◆ **REQUIREMENT**: Beginning with the line that contains "Point out the low" and concluding with the final line of the listing below, output each line exactly, and only those lines.

◆ **DATA**:
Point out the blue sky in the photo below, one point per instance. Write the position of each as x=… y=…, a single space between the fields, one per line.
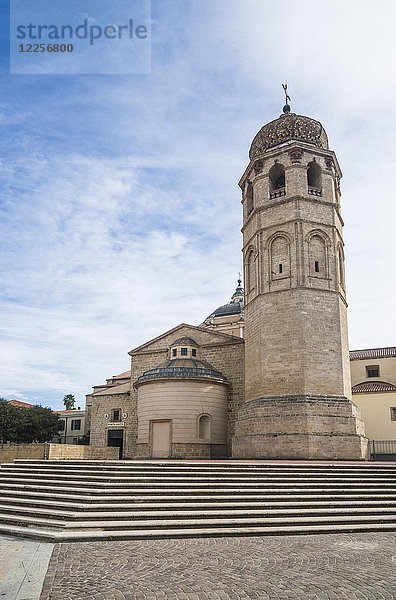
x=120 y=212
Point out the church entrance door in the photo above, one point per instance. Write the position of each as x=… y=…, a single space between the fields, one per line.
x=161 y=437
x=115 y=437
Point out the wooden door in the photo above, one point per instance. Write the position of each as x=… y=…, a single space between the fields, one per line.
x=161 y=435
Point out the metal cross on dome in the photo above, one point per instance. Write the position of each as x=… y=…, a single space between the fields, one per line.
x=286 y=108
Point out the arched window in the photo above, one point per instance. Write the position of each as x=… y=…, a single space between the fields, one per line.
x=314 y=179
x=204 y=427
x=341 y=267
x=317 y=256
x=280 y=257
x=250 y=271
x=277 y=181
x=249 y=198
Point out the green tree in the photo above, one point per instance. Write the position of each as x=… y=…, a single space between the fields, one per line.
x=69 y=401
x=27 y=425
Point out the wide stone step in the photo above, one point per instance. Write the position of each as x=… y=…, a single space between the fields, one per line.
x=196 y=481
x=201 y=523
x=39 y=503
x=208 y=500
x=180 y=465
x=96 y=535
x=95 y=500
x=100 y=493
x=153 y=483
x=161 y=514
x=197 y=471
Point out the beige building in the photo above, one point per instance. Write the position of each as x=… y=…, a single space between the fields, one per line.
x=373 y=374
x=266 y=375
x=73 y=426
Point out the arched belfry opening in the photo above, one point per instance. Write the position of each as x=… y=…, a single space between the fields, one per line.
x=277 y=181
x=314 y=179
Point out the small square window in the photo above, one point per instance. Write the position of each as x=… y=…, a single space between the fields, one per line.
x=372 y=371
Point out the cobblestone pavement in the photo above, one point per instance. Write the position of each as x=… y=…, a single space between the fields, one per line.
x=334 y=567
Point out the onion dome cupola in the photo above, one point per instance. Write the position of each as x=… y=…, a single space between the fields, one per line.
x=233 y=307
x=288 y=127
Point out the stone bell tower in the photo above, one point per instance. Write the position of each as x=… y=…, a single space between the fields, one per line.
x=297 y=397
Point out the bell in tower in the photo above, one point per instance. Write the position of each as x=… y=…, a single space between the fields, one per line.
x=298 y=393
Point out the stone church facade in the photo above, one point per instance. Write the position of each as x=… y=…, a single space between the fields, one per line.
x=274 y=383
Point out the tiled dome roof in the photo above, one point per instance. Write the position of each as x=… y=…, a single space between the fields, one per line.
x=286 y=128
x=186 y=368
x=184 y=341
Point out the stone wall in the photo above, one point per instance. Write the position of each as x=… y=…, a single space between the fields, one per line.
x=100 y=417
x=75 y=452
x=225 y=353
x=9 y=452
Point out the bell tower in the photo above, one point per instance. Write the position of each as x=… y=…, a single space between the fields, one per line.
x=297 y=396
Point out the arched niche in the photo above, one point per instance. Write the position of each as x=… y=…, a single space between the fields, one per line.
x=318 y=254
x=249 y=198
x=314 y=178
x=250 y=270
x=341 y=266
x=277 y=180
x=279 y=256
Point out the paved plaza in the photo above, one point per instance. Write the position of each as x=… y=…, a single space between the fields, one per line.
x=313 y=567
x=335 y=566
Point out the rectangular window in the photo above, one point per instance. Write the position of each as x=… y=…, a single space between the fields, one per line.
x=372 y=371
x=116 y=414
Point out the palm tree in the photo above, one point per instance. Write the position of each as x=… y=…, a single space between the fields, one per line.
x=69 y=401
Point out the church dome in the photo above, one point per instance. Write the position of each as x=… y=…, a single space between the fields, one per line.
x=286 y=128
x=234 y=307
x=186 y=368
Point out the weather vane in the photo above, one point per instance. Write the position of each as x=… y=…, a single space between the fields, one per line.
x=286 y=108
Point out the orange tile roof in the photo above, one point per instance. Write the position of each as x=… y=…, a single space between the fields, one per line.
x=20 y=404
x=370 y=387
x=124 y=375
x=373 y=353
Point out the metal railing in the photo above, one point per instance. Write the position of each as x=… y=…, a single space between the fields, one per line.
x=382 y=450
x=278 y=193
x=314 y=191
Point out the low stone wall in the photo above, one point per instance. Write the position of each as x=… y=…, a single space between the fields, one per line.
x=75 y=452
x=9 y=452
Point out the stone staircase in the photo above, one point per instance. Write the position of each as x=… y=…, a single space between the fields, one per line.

◆ **WRITTEN ANSWER**:
Point out the low stone wall in the photo above, one point per instance. Write the position of each as x=… y=…, a single space between the fields, one per line.
x=75 y=452
x=9 y=452
Point out the stone staircase in the photo above, one point per instance. Write the position of each as x=… y=…, a single space between the fields, one per line.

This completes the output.